Ketentuan Tugas
- A) Salin ulang bagian kutipan halaman mulai dari "Berangkat dari uraian" sampai dengan "dengan hukum Indonesia.", tetapi ganti "pria dan wanita" dengan "laki-laki dan perempuan".
- B) Menurut kutipan halaman, undang-undang mana yang jelas menganut konsepsi bahwa manusia diciptakan dalam dua jenis untuk berpasangan?

Kutipan Halaman
Secara ringkas, tanpa mempersoalkan ada tidaknya sumbangsih positif perkumpulan LGBT dalam kehidupan sosial, dapat dikatakan bahwa pelegalannya tidak berdasar dan tidak dapat dibenarkan. Alasannya sebab dapat menimbulkan dampak negatif secara sosial. Belum lagi jika dikaitkan dengan sejumlah fakta bahwa selama ini, kaum-kaum LGBT gencar melakukan kampanye di media sosial dengan menyuguhkan gambar-gambar tak senonoh. Dipastikan, kampanyenya akan semakin semarak jika nantinya LGBT diakui sebagai HAM, dilegalkan, hingga diberikan hak untuk berserikat secara terbuka. 

Berangkat dari uraian sebelumnya, maka dapat dikatakan bahwa mendasarkan argumentasi pada konsepsi HAM untuk mendukung kaum LGBT, tidaklah tepat, baik untuk perilakunya secara individual, intrapersonal, maupun dalam membentuk perkumpulan. LGBT adalah sebuah penyimpangan dari kodrat dan fitrah manusia. Manusia sejatinya diciptakan dalam dua jenis untuk berpasangan, yaitu pria dan wanita. Konsepsi itu jelas dianut oleh UU No. 1 Tahun 1974 tentang Perkawinan. Perkawinan menurut Pasal 1 undang-undang tersebut, hanya antara  pria dan wanita. Dengan begitu, perkawinan sejenis bertentangan dengan hukum Indonesia.

Bahan
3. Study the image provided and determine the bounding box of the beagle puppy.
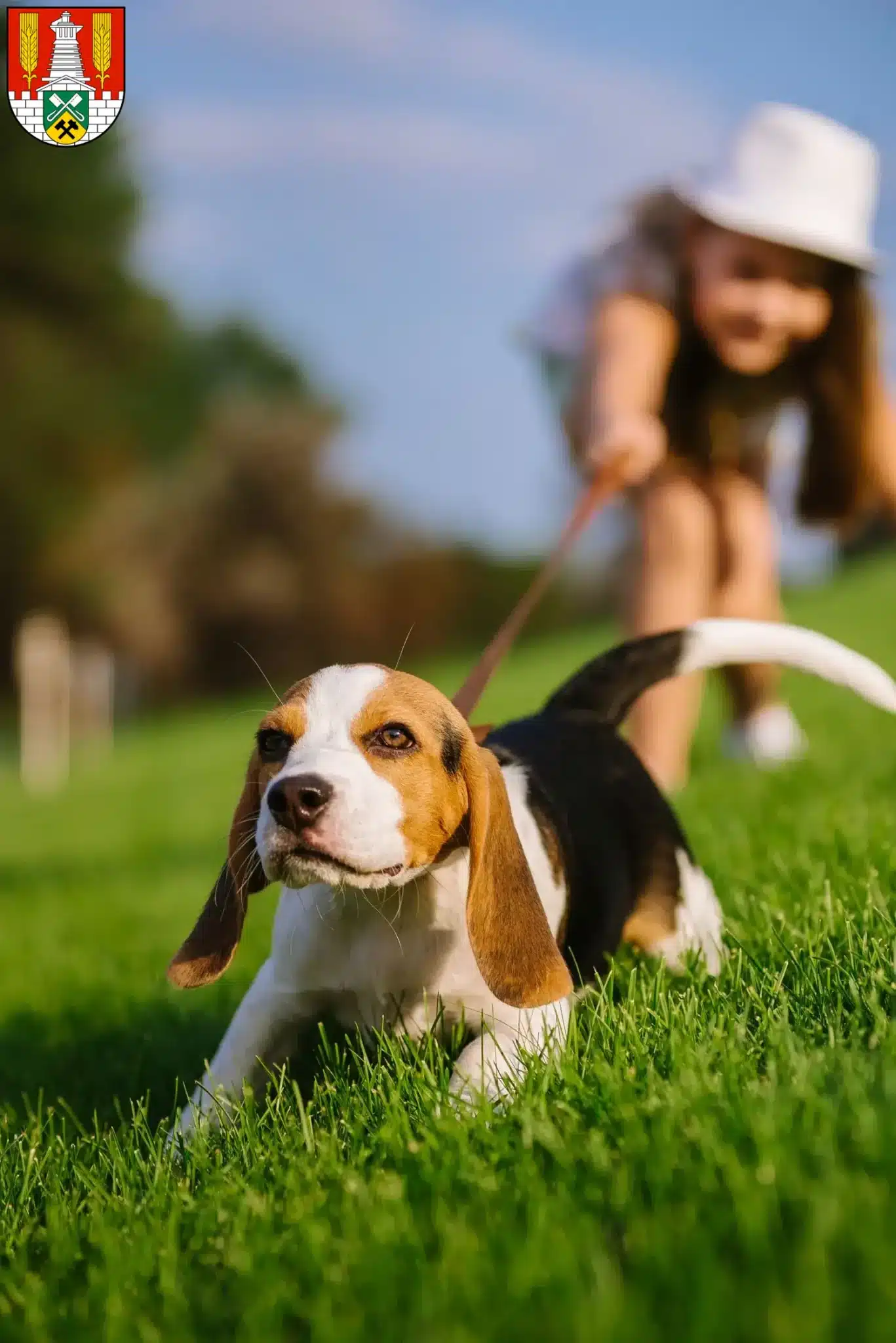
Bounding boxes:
[168,620,896,1134]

Daftar Jawaban
- A)
Berangkat dari uraian sebelumnya, maka dapat dikatakan bahwa mendasarkan argumentasi pada konsepsi HAM untuk mendukung kaum LGBT, tidaklah tepat, baik untuk perilakunya secara individual, intrapersonal, maupun dalam membentuk perkumpulan. LGBT adalah sebuah penyimpangan dari kodrat dan fitrah manusia. Manusia sejatinya diciptakan dalam dua jenis untuk berpasangan, yaitu laki-laki dan perempuan. Konsepsi itu jelas dianut oleh UU No. 1 Tahun 1974 tentang Perkawinan. Perkawinan menurut Pasal 1 undang-undang tersebut, hanya antara  laki-laki dan perempuan. Dengan begitu, perkawinan sejenis bertentangan dengan hukum Indonesia.

- B) UU No. 1 Tahun 1974 tentang Perkawinan.